Sample Testing Script

The CAMB SDKs wrap the protocol below behind a typed event dispatcher. The snippets here stream a WAV file at real-time pace so the server sees arrival patterns equivalent to a live microphone capture. For mic input, swap FileAudioSource(...) for Microphone(...) (Python) or Microphone.fromBrowser / Microphone.fromNode (TypeScript) — see the Live Transcription tutorial.

# pip install camb-sdk
import asyncio
import os
import wave

from camb.client import CambAI
from camb.live_transcription import FileAudioSource, ServerMessageType


async def main(audio_path: str = "sample.wav") -> None:
    with wave.open(audio_path, "rb") as wf:
        sample_rate, channels = wf.getframerate(), wf.getnchannels()

    client = CambAI(api_key=os.environ["CAMB_API_KEY"])
    session = await client.live_transcription.connect(
        model="boli-v5",
        language="en-us",
        encoding="linear16",
        sample_rate=sample_rate,
        channels=channels,
    )

[Given information]
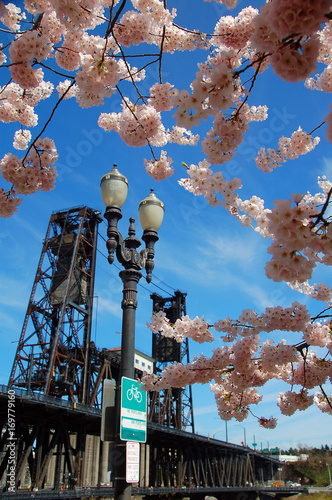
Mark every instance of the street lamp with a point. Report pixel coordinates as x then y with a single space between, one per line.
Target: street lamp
114 188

[Challenges]
1. Reproduce word for word the stretch of the sample testing script from "The CAMB SDKs" through "Live Transcription tutorial.".
2. Answer these about the sample testing script:
(a) Which model is named when the session connects?
(b) In TypeScript, what can replace FileAudioSource(...) for mic input?
(c) Which environment variable supplies the API key?
The material shown above plays no part in this.

[Answers by task]
1.
The CAMB SDKs wrap the protocol below behind a typed event dispatcher. The snippets here stream a WAV file at real-time pace so the server sees arrival patterns equivalent to a live microphone capture. For mic input, swap FileAudioSource(...) for Microphone(...) (Python) or Microphone.fromBrowser / Microphone.fromNode (TypeScript) — see the Live Transcription tutorial.

2.
(a) boli-v5
(b) Microphone.fromBrowser or Microphone.fromNode
(c) CAMB_API_KEY